__Text provided__:
----
Mom would wake us early in the morning (at around 4 or 5am) the day of the trip, and we would all wearily stumble into the van with our pillows and blankets dragging behind us, bags already packed and stacked in the back, seat assignments planned and handed out the night before. Leaning up against windows and each other we would doze off, and wake up already bumping our way down the road to our destination.
Family trips, long and usually hot, were always pretty fun. My mother, a cooler at her feet, would prepare sandwiches and snacks, passing them back with questions like, “who’s hungry?” or “who wants turkey, who wants ham?” Apples, and a knife would be produced, and she would cut away, whistling all the while. This meant we always made great time, only stopping for gas (and you had better go to the bathroom while we were stopped at the station, because we would not stop again until the gas gauge indicated need).
For family road trips, my dad bought had purchased two large, 64-oz plastic jugs for soda. These jugs were fastened to the seats with bungee cords, and pulled out at gas stations to be filled with pop. My family, devout Mormons, could only drink soda that did not contain caffeine, so the options were limited: orange, root beer, and sprite. Two, special children were chosen by father to carry the vessels into the convenience store, each to be filled with one of the designated flavors. The other children, forced to stay in the car, would hang out the doors, or call through the window slits—the van had those wretched windows that only popped opened with frog handles, creating a small opening at the base of the window, barely wide enough for a child’s hand to feel the wind caress his skin, let alone get a blasted breeze going through the vehicle—yelling to the chosen ones what flavor they should bring back, “Orange, orange!” “ROOT BEER ROOT BEER ROOT BEER!” “Sprite!, get Sprite!!” And heaven help the children who brought back two of the same flavor.
----
__Data for review__:
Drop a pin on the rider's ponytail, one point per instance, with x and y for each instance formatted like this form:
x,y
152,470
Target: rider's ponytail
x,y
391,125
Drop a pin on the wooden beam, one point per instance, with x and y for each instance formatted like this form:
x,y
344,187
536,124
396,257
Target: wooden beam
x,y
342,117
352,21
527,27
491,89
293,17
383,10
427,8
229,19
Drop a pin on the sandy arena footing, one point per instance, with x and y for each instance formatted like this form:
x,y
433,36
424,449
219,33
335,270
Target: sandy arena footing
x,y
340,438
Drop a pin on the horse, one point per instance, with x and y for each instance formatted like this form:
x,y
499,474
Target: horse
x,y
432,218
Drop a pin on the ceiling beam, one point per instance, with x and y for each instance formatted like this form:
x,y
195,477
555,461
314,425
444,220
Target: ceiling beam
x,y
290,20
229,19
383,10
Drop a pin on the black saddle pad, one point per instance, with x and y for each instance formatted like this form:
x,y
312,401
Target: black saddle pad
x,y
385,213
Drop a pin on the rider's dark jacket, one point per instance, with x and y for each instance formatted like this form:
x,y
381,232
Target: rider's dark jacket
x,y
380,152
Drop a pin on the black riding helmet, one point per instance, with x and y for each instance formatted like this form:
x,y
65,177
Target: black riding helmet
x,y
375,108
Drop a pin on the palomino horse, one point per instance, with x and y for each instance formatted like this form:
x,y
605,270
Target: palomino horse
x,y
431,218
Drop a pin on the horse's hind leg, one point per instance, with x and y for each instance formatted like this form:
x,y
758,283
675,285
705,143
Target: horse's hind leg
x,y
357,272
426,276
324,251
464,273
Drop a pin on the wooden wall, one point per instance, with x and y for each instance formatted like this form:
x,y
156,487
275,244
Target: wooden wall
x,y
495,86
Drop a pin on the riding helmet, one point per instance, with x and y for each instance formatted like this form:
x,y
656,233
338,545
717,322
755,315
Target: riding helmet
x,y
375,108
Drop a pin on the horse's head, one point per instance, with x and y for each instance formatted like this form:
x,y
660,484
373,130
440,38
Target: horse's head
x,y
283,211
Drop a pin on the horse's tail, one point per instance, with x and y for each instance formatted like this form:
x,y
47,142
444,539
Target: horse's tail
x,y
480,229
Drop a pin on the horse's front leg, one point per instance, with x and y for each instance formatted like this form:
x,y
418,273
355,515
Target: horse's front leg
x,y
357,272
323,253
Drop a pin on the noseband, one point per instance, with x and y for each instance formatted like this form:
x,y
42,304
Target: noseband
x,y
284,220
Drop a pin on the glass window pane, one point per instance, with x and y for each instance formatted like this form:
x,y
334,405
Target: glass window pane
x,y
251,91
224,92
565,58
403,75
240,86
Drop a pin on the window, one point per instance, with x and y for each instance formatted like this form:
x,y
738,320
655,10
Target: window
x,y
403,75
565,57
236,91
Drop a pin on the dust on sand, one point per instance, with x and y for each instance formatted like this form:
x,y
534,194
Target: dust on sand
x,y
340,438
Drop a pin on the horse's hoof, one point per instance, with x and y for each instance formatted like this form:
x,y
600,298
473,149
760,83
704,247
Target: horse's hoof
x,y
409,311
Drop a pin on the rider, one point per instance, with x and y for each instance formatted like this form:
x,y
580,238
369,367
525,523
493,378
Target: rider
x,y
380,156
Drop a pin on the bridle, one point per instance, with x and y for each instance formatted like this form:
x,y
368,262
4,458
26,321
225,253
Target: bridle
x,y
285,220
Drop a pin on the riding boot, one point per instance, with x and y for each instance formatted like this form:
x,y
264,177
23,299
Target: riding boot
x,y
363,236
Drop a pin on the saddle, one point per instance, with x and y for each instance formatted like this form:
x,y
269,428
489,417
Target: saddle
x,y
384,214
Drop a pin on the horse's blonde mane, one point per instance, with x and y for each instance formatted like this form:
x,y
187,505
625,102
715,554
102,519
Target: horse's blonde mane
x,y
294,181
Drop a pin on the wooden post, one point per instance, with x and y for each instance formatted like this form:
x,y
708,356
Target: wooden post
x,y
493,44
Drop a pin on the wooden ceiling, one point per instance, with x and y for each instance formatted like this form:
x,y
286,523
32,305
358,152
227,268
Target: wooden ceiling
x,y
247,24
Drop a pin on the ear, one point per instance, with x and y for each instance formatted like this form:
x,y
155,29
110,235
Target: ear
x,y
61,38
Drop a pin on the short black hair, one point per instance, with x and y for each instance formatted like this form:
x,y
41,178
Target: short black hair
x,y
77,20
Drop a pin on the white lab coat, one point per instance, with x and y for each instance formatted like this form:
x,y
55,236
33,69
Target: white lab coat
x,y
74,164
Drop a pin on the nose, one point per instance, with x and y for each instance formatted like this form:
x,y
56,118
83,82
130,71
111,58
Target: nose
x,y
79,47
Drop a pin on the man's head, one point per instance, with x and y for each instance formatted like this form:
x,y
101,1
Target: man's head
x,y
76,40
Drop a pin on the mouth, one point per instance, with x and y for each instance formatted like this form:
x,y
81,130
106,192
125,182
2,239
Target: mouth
----
__Required actions__:
1. In the road-trip text, which soda flavors could the family choose from?
2. Reproduce verbatim the part of the road-trip text starting with "Family trips, long" and going on through "gauge indicated need).".
None of the items is needed here.

__Responses to the exercise__:
1. Orange, root beer, and Sprite.

2.
Family trips, long and usually hot, were always pretty fun. My mother, a cooler at her feet, would prepare sandwiches and snacks, passing them back with questions like, “who’s hungry?” or “who wants turkey, who wants ham?” Apples, and a knife would be produced, and she would cut away, whistling all the while. This meant we always made great time, only stopping for gas (and you had better go to the bathroom while we were stopped at the station, because we would not stop again until the gas gauge indicated need).